• [PROBLEMS TO WORK ON]:
**1)** Using the salad recipes, answer each of these on its own line, marked the same way:
(a) In the turnip salad, what may be used instead of the asparagus?
(b) In what proportion are the peas and potatoes mixed for the green-pea-and-potato salad?
(c) How much aspic is enough for the macedoine of vegetable salad?
**2)** Pick up the salad recipes after their last sentence and keep writing them in the same style.

• [SELECTED EXTRACT]:
»»
2. Scoop out the centres of the artichokes and fill with mayonnaise, or with ravigote, tartare or tyrolienne sauce. Serve on lettuce leaves as a border to a meat or fish salad.
3. Fill the centres with walnut meats, sliced, or tender celery stalks, cut fine and mixed with mayonnaise.
Asparagus Salad.
Cut cold cooked asparagus into pieces an inch long, mix lightly with cream dressing and serve, in individual portions, on curly lettuce leaves.
Asparagus=and=Salmon Salad.
Mix cold cooked salmon with mayonnaise, form in a mound and encircle with a wreath of cold cooked asparagus tips dressed with French dressing.
Asparagus=and=Cauliflower Salad.
Break the cooked cauliflower into its flowerets, dispose in the centre of the serving-dish and surround with a wreath of cooked asparagus tips. Pour over the whole a mayonnaise, a boiled or a cream dressing, and sprinkle with chopped capers or pimentos.
Salad of Turnips with Asparagus Tips.
Cook the turnips in boiling salted water until tender; drain, and cut out the centres, forming cups. Sprinkle the inside with oil and a few grains of salt, and, when the oil is absorbed, pour over the cups a little lemon juice or vinegar. Set aside to become cool. When ready to serve, arrange the cups on shredded lettuce and fill with cooked asparagus tips, cold and mixed with mayonnaise or French dressing, as desired. Peas, flageolets or wax beans, cut fine, may be used instead of the asparagus. Garnish with radishes.
Green=Pea Salad.
Mix the peas with a cream dressing; serve in nests of lettuce; garnish the top of each nest with a little chopped beet, or a fanciful figure cut from a pickled beet or pimento.
Green=Pea=and=Potato Salad.
Mix equal parts of cold cooked peas and potatoes cut in very small cubes; season with salt and pepper, and serve as green-pea salad.
Asparagus Salad.
Scrape the scales from the stalks, and cook, standing upright in boiling salted water, until tender; drain and chill thoroughly. Serve on lettuce leaves with French dressing. Garnish the lettuce with hard-boiled eggs cut in quarters lengthwise.
Macedoine of Vegetable Salad.
Dress one cup, each, of cooked carrots and turnips, cut in dice, string beans, cut small, green peas, and half a cup of cooked beets, cut small, with French dressing; add two tablespoonfuls of chopped gherkins; drain, and mix with sufficient jelly mayonnaise to hold the vegetables together. Arrange in dome shape and cover with more jelly mayonnaise. Set a row of sliced gherkins near the top, and fill in the space to the top with string beans or asparagus tips. Surround the base with alternate rounds of beet and potato overlapping one another. Decorate the space above with slices of potato and beet cut in diamonds, and surround the base with light-green aspic cut in diamonds. One pint of aspic will be sufficient; use chicken stock, and tint with color paste.
««
• [DATA]:
»»
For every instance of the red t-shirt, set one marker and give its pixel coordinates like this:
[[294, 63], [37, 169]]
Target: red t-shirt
««
• [ANSWERS TO THE EXERCISES]:
**1)**
(a) Peas, flageolets or wax beans, cut fine.
(b) Equal parts.
(c) One pint.

**2)**
Russian Vegetable Salad.
Select two moulds of suitable shape and size (tin basins or earthen bowls will do) and chill in ice water. Have ready cooked balls, cut from carrots and turnips, and cooked string beans and cauliflower, all marinated with French dressing. Drain the vegetables, dip them into half-set aspic, and arrange against the chilled sides of the moulds; then fill the moulds with aspic jelly. When set, with a hot spoon scoop out the aspic from the centre of each mould and fill in the space with a mixture of the vegetables and jelly mayonnaise, leaving an open space at the top to be filled with half-set aspic. When thoroughly chilled and set, turn from the moulds, the smaller mould above the other. Garnish with flowerets of cauliflower, dipped in aspic and chilled, and lettuce. Serve with mayonnaise.
Russian Vegetable Salad.
Macedoine of Vegetable Salad.
See [page 47]
Stuffed=Cucumber Salad.
Pare a short cucumber and cut it lengthwise in two parts; remove the seeds and let chill in ice water for an hour. Chop together the solid part of a peeled and seeded tomato, half a slice of new onion, a stalk of celery and a sprig of parsley; mix with mayonnaise or a boiled dressing and use as a filling for the well-dried halves of cucumber. Serve on cress or lettuce.
Cowslip=and=Cream=Cheese Salad.
(See cut facing [page 58].)
Cook the cowslip leaves until tender in boiling salted water, reserving a few choice leaves with blossoms for a garnish. Chop fine, season to taste with salt and paprica, press into a mould, and set aside to become chilled. Slice chilled cream cheese (Neufchatel or cottage) in uniform slices, and arrange at the sides of the mound. Serve with French or mayonnaise dressing.
Cauliflower Salad, Egg Garnish.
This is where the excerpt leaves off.